Your instructions: Copy out every one of the records below word for word, line by line, with nothing changed.
-- START OF Extracted records --
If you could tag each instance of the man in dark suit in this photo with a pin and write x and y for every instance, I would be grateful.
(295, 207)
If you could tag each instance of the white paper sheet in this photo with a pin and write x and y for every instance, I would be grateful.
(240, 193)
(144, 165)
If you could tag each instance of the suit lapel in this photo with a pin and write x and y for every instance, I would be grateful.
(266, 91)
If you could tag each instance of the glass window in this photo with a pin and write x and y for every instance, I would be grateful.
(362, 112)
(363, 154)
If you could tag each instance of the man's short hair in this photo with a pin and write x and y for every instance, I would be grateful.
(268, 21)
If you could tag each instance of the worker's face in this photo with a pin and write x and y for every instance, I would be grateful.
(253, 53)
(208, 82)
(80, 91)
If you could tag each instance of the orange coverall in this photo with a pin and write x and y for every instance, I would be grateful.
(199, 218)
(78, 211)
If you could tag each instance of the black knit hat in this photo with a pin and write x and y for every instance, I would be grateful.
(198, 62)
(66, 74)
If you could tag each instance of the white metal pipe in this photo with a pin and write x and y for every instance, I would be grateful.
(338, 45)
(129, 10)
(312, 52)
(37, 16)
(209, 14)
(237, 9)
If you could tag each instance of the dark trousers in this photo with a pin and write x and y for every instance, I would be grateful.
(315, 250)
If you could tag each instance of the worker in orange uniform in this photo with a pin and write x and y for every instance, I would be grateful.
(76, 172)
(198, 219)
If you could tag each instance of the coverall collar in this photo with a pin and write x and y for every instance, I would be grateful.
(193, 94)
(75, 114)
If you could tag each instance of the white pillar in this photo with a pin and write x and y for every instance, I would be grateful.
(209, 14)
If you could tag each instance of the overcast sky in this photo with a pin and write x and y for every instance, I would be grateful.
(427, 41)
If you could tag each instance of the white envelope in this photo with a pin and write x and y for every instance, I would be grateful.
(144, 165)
-- END OF Extracted records --
Output of the exercise:
If you could tag each instance of the man in dark suit in this photo with a pin and write x and y for every instance, I would be grateful.
(295, 207)
If you could tag each instance of the white paper sheet in this photo with a pin and write x and y for every instance, I would be grateful.
(240, 193)
(144, 165)
If you could tag each instance of the suit lapel in this photo with a pin and write x and y for every instance, I would be grateful.
(266, 91)
If you could tag each instance of the glass window in this photo with a pin and write x and y for every instance, I would be grateful.
(362, 112)
(363, 154)
If you could tag each instance of the man's short hair in this photo with a pin and write x and y for every instance, I would be grateful.
(268, 21)
If you could tag each instance of the worker's face in this photo with a pin and write x and y for every instance, I would be grateful.
(253, 53)
(208, 82)
(80, 91)
If you could tag each instance of the orange coverall in this photo with a pin and write x and y for every instance, I would be grateful.
(199, 218)
(78, 211)
If you could tag each instance of the black knit hat in this photo with a pin and write x and y for every instance, I would be grateful.
(198, 62)
(66, 74)
If you could tag each instance of the white metal pipe in this photo with a pin and write x and y for every instance, I would be grateful.
(338, 45)
(129, 10)
(312, 52)
(37, 16)
(209, 14)
(237, 9)
If you could tag each instance of the dark trousers in this photo with a pin and write x and y for every instance, I would be grateful.
(315, 250)
If you could tag each instance of the worker in orange uniform in this photo with a pin and write x and y for every instance, I would be grateful.
(76, 172)
(198, 219)
If you could tag each instance of the coverall collar in this photo with a pin and write x and y for every instance, I would be grateful.
(193, 94)
(75, 114)
If you could tag each instance of the white pillar in this photo with a pin and write x and y for every instance, I would be grateful.
(209, 14)
If you could tag each instance of the overcast sky in this photo with a pin and write x and y for every instance, I would be grateful.
(427, 41)
If you could tag each instance of the white envelope in this photo with a pin and write x and y for every instance, I would be grateful.
(144, 165)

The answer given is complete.